◆ What to produce:
Copy the material below line for line, leaving every character unchanged.

# Dataset excerpts start

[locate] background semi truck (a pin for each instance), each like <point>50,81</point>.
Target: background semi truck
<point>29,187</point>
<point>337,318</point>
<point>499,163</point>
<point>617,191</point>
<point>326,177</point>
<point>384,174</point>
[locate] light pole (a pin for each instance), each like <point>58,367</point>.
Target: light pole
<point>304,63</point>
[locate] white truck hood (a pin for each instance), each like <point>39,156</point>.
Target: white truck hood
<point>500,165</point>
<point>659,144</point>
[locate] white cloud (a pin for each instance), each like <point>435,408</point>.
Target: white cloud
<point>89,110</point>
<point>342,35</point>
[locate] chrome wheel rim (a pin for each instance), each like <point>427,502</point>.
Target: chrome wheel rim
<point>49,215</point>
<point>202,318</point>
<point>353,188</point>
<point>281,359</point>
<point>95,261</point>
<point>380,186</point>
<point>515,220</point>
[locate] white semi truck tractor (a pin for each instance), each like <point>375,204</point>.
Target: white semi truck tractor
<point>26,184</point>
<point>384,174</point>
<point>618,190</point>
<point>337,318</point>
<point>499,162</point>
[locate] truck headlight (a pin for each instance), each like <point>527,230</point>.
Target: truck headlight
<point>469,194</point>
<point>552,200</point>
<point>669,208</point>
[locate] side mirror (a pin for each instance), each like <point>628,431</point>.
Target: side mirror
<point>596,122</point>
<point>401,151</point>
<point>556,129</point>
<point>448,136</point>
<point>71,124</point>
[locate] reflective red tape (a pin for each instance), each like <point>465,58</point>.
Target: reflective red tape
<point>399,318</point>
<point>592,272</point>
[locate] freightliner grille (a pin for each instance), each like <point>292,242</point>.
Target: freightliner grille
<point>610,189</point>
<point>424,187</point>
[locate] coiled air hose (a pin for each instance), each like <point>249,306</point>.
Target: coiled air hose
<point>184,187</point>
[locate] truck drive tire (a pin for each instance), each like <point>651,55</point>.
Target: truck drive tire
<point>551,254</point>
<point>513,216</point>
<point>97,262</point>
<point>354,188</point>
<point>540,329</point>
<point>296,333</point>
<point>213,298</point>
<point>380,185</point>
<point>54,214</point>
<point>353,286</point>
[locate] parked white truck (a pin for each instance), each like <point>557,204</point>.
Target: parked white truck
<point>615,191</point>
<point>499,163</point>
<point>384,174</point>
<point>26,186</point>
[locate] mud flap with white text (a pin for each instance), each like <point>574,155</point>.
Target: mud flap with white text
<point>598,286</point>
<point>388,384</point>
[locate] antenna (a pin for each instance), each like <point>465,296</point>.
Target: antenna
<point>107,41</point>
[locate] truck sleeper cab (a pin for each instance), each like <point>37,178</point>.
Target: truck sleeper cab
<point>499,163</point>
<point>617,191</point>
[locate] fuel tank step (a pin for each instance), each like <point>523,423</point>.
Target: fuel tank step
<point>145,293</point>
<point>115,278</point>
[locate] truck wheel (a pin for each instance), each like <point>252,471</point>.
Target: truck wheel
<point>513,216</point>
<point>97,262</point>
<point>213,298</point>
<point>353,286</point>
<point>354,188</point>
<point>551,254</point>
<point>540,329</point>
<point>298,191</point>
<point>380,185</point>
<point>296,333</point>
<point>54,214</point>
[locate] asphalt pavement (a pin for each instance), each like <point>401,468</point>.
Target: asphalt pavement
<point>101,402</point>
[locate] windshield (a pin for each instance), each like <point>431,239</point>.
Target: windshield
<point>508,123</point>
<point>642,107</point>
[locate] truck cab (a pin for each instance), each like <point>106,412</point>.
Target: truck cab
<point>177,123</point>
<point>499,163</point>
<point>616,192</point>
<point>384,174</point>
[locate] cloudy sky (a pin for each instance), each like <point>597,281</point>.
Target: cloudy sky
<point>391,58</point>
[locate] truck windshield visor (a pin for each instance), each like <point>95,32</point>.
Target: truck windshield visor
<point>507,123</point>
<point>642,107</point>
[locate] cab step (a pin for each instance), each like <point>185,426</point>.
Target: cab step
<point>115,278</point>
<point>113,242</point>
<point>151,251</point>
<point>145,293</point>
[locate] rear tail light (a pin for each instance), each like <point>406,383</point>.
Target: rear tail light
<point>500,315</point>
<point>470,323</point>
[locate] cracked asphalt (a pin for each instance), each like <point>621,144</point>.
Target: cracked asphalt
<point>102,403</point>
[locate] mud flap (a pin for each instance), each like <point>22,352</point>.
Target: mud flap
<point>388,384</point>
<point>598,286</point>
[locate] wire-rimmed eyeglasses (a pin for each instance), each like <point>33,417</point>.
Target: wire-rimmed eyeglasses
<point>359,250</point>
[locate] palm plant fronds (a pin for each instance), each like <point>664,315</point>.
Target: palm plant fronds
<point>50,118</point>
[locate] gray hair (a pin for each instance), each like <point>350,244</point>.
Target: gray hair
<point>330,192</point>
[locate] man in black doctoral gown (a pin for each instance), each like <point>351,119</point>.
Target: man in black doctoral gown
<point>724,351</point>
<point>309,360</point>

# Dataset excerpts end

◆ Answer to the exercise:
[locate] background semi truck (a pin for each instance), each like <point>50,81</point>.
Target: background semi truck
<point>29,187</point>
<point>337,318</point>
<point>499,163</point>
<point>617,191</point>
<point>326,177</point>
<point>384,174</point>
[locate] light pole (a pin for each instance), each like <point>58,367</point>.
Target: light pole
<point>304,63</point>
[locate] white truck hood (a pin for each instance), each like <point>39,156</point>.
Target: white truck hood
<point>500,165</point>
<point>659,144</point>
[locate] white cloud (a pin for each instance), each like <point>435,408</point>.
Target: white cloud
<point>89,110</point>
<point>342,35</point>
[locate] chrome wheel rim (a pin for each instance), each like <point>427,502</point>.
Target: chrome wheel rim
<point>49,215</point>
<point>202,318</point>
<point>353,188</point>
<point>281,359</point>
<point>95,261</point>
<point>380,186</point>
<point>515,220</point>
[locate] white semi truck tractor (a pin for each instance), each like <point>375,204</point>.
Target: white semi truck tractor
<point>26,184</point>
<point>384,174</point>
<point>618,190</point>
<point>337,318</point>
<point>499,162</point>
[locate] truck headlight (a pin for each instance), each like <point>527,230</point>.
Target: truck headlight
<point>469,194</point>
<point>552,200</point>
<point>669,208</point>
[locate] side mirror (a pin for each instance), each like <point>628,431</point>.
Target: side mirror
<point>596,122</point>
<point>401,151</point>
<point>556,129</point>
<point>448,136</point>
<point>71,124</point>
[locate] reflective red tape (a pin for each instance), each like <point>465,58</point>.
Target: reflective red tape
<point>399,318</point>
<point>592,272</point>
[locate] freightliner grille (a pin for each instance), each like <point>292,242</point>.
Target: freightliner grille
<point>610,189</point>
<point>424,187</point>
[locate] coiled air hose (a pin for each instance), each like <point>249,306</point>.
Target: coiled air hose
<point>184,187</point>
[locate] truck drive tire (a pin for each instance), each like <point>651,55</point>.
Target: truck drive tire
<point>551,254</point>
<point>513,216</point>
<point>97,262</point>
<point>354,188</point>
<point>540,329</point>
<point>296,333</point>
<point>213,298</point>
<point>380,185</point>
<point>54,214</point>
<point>353,286</point>
[locate] parked white truck (a pin for each instance), each like <point>557,204</point>.
Target: parked white truck
<point>615,191</point>
<point>499,163</point>
<point>384,174</point>
<point>26,186</point>
[locate] mud flap with white text (a pin for each instance), each like <point>574,155</point>.
Target: mud flap with white text
<point>598,286</point>
<point>388,384</point>
[locate] antenna (a pin for each instance), each like <point>465,296</point>.
Target: antenna
<point>107,41</point>
[locate] truck sleeper cab (a pin for each instance), each like <point>37,178</point>.
Target: truck sleeper cab
<point>499,163</point>
<point>617,191</point>
[locate] fuel tank step (a pin for each instance), each like <point>523,423</point>.
Target: fuel tank step
<point>145,293</point>
<point>115,278</point>
[locate] truck wheel (a pin for each instance), each like <point>252,471</point>.
Target: truck wheel
<point>513,216</point>
<point>97,262</point>
<point>213,298</point>
<point>353,286</point>
<point>354,188</point>
<point>551,254</point>
<point>540,329</point>
<point>298,191</point>
<point>380,185</point>
<point>296,333</point>
<point>54,214</point>
[locate] asphalt pavement (a pin for each instance), each like <point>401,468</point>.
Target: asphalt pavement
<point>101,402</point>
[locate] windshield (a pin for each instance), each like <point>431,239</point>.
Target: windshield
<point>508,123</point>
<point>642,107</point>
[locate] truck cab (a pin for each instance), each like <point>106,412</point>.
Target: truck cab
<point>177,123</point>
<point>499,163</point>
<point>616,192</point>
<point>384,174</point>
[locate] cloudy sky (a pin for each instance), each like <point>597,281</point>.
Target: cloudy sky
<point>391,58</point>
[locate] truck windshield visor (a pin for each instance), each like <point>95,32</point>.
Target: truck windshield visor
<point>507,123</point>
<point>642,107</point>
[locate] cab step (a pin for each instance), each like <point>185,426</point>.
Target: cab step
<point>115,278</point>
<point>113,242</point>
<point>151,251</point>
<point>145,293</point>
[locate] rear tail light (a pin for each instance), each like <point>406,383</point>.
Target: rear tail light
<point>500,315</point>
<point>470,323</point>
[locate] cracked asphalt (a pin for each instance), each like <point>621,144</point>.
Target: cracked asphalt
<point>102,403</point>
[locate] mud flap (a pin for each instance), each like <point>22,352</point>.
Target: mud flap
<point>388,384</point>
<point>598,286</point>
[locate] wire-rimmed eyeglasses (a pin for each instance), each like <point>33,417</point>.
Target: wire-rimmed eyeglasses
<point>359,250</point>
[locate] palm plant fronds (a pin for each instance), each like <point>664,315</point>.
Target: palm plant fronds
<point>50,118</point>
[locate] gray hair (a pin for each instance), each like <point>350,244</point>.
Target: gray hair
<point>330,192</point>
[locate] man in black doctoral gown (a pin for each instance), each like <point>351,119</point>.
Target: man in black doctoral gown
<point>724,351</point>
<point>309,360</point>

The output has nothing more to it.